▶ **Excerpt**:
Besides beer, nothing is more advertised than cars during the game. There was one add that had a waiter pouring coffee all over the table of his clients because he couldn't stop looking at the great shiny new car driving by the window. The clients weren't upset because they, too, were staring at this mechanical wonder. And not because they simply admired its chic design and shiny exterior, but because they envied - with a capital E - the owner. You, that is; you, if you are successful enough to be able to buy this car. And thus You can be happy, not just because of the smooth ride, but because everyone will know you are successful and envy you for it, and that will make you very, very happy. Thus the one- in -a -million stars of the game and you have something in common - you are both successful and envied. A perfect marriage of game, greed, and insecurity.
Something we all know, I think, and we have to wonder if anyone is buying this type of sell - unless the subliminal aspects of social insecurity are more powerful than we think, and that might be the case. However, it made me reflect on what I envied, and for me it is not cars - I never had the panting desire for one other than the practical need for transportation; nor do I have a desire for a mansion or a jet or a big pool, although if I could afford a pool I would like that. Still, no envy; and now, in my dotage, I don't even envy success, which I once was very needy for. No. In fact, a story about a man who lives in a little cave in California or some such and who makes beautiful observations and sketchings in a notebook while living on wild nuts and bread crumbs catches my attention more than the rich guy who owns the top three stories in a ritzy apartment building in New York City. Sure, I would admire his art collection and neat gadgets that I could never afford, but I'd rather live in a cabin in the woods. Truth. The advertising apparently doesn't work on me.

▶ **Written task A**:
Pick out every line in the rows that contains the string "surface", treating uppercase and lowercase letters as different.
▶ **Written task B**:
Supply the next part of the essay on car advertising and envy, starting immediately after its final sentence.
The text above and the rows that follow come from unrelated sources.

[Items drawn from a data source]
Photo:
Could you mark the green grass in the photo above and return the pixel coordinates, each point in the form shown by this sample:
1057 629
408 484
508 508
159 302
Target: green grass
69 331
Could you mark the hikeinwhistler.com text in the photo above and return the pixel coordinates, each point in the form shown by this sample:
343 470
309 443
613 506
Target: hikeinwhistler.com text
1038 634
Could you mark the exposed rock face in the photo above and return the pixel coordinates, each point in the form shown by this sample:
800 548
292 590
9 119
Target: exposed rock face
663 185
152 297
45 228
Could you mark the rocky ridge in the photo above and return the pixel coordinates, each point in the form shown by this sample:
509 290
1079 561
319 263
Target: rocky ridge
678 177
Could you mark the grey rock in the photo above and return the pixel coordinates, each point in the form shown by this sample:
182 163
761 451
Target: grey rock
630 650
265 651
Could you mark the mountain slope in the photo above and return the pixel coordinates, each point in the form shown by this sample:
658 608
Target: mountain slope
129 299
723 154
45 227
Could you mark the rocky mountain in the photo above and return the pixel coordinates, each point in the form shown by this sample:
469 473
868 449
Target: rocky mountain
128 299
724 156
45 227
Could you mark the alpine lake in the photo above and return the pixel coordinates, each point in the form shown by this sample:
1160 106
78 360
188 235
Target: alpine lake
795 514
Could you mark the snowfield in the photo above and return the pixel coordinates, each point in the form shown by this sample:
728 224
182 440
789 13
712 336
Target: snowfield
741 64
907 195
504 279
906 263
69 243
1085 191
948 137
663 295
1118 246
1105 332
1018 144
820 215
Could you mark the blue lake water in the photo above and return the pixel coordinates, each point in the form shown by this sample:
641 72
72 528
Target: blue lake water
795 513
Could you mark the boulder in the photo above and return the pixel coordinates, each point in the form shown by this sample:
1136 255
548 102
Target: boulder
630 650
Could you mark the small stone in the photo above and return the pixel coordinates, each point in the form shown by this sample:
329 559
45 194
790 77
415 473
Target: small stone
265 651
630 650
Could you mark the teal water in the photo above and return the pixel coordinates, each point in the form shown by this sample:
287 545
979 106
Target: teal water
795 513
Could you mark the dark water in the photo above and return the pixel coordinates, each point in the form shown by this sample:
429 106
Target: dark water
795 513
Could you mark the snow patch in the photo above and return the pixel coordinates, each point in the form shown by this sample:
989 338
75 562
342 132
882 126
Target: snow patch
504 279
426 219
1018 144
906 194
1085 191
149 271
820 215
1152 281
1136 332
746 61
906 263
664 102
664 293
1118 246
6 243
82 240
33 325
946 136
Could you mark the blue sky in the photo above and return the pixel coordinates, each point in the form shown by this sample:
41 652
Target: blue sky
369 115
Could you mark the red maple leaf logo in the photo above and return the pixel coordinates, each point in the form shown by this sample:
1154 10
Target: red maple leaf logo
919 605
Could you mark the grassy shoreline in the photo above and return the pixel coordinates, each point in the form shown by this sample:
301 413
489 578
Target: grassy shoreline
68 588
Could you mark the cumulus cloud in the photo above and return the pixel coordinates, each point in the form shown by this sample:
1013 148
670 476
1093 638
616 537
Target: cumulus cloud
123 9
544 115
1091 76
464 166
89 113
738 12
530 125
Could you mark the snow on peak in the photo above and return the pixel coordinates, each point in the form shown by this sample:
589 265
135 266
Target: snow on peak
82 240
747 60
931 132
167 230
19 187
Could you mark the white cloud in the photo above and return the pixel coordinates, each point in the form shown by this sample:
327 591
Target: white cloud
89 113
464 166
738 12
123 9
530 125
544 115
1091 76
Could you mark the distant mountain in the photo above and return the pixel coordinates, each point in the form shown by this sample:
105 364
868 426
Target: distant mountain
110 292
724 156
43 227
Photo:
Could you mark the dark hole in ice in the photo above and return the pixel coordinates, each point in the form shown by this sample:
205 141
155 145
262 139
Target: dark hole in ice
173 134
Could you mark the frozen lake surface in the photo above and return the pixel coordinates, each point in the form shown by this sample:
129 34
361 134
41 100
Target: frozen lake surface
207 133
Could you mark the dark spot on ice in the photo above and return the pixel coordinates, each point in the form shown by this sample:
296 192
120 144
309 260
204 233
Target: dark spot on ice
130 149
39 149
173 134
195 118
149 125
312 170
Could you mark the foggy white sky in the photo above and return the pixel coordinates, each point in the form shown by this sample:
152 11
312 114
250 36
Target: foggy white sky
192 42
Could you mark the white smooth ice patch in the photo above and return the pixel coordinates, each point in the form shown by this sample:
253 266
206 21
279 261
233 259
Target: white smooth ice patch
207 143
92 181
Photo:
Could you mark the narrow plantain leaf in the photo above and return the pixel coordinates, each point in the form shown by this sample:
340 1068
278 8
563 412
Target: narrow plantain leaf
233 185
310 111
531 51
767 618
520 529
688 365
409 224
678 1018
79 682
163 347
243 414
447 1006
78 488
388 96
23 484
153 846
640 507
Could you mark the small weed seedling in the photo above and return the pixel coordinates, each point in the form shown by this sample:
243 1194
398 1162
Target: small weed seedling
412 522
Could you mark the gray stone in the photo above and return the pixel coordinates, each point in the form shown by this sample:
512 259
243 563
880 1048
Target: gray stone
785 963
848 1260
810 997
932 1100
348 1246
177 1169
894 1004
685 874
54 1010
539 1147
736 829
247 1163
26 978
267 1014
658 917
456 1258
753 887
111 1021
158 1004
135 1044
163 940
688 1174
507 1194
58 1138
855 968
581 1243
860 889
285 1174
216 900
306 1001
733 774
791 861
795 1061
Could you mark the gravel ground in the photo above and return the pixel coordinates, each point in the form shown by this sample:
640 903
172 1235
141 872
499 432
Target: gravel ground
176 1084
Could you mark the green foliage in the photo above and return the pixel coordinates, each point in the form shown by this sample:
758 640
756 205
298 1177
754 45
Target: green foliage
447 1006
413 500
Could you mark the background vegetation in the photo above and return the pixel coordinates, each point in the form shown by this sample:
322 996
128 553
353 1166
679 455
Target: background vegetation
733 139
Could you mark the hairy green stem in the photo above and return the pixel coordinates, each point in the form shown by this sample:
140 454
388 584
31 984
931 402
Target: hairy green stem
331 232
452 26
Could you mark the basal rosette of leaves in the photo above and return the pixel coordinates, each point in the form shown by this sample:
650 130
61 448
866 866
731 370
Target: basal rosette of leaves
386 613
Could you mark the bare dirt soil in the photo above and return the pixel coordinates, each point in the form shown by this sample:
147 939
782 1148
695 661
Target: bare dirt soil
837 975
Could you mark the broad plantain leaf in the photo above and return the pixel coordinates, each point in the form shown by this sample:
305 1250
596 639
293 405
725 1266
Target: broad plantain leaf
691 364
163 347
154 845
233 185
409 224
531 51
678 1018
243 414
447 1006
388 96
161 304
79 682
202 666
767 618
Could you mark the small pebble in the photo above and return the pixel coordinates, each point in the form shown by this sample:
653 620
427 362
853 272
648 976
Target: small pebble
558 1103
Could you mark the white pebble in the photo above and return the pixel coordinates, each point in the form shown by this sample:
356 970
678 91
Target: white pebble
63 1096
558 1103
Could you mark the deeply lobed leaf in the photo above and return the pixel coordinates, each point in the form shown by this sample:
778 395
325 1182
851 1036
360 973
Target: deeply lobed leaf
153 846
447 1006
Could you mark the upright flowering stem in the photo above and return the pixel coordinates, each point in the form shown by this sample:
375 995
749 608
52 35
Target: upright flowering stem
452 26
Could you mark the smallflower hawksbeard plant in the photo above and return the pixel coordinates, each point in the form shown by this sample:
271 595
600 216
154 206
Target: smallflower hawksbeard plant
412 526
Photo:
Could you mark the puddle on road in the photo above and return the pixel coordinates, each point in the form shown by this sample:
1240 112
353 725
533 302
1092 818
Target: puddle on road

▶ **Right answer A**:
Could you mark the frozen lake surface in the photo above and return the pixel coordinates, each point in the form shown by this sample:
Target: frozen lake surface

▶ **Right answer B**:
But these musings got me to thinking about Thomas Merton and the impossible hurdles he wrote about in our efforts to reach God, the Ultimate. Ah, he says, one must not even be satisfied with one's fasting and poverty, for in that one raises self-pride and proves himself as far from God as the common sinner buying his new car for prestige. As such I realized he was talking about me. Yes, I shrug at the rich guy, don't have class envy, and it only matters to me that the other guy has money if he is buying the next round. Yes, to me, the things of the mind and the spirit matter more - does one have good ideas or talent? Has one hiked the Appalachian Trail or lived in the wilderness off nuts and berries? These things I admire much more, but find in thinking about it that with such thoughts, I feel superior; I feel that the great "I", me, is reaching up to the heights while the poor slob on the street is reaching out for a stupid car. Arrogance? You bet.
So I'm not holier than thou after all, and Thomas Merton is right: the road to the Ultimate is not a matter of shifting one's feelings and desires and self-image from one thing to another, but rather in abandoning them all together. Anything else only puts one in another exclusive club, where if one is not envied, it is only because of the stupidity of the other. This can be the Club of the Yachts just as well as the Club of Jesus, or of Meditaters, or of Hobo Hikers. Same arrogance, same selfishness, same childish need to feel superior to someone else.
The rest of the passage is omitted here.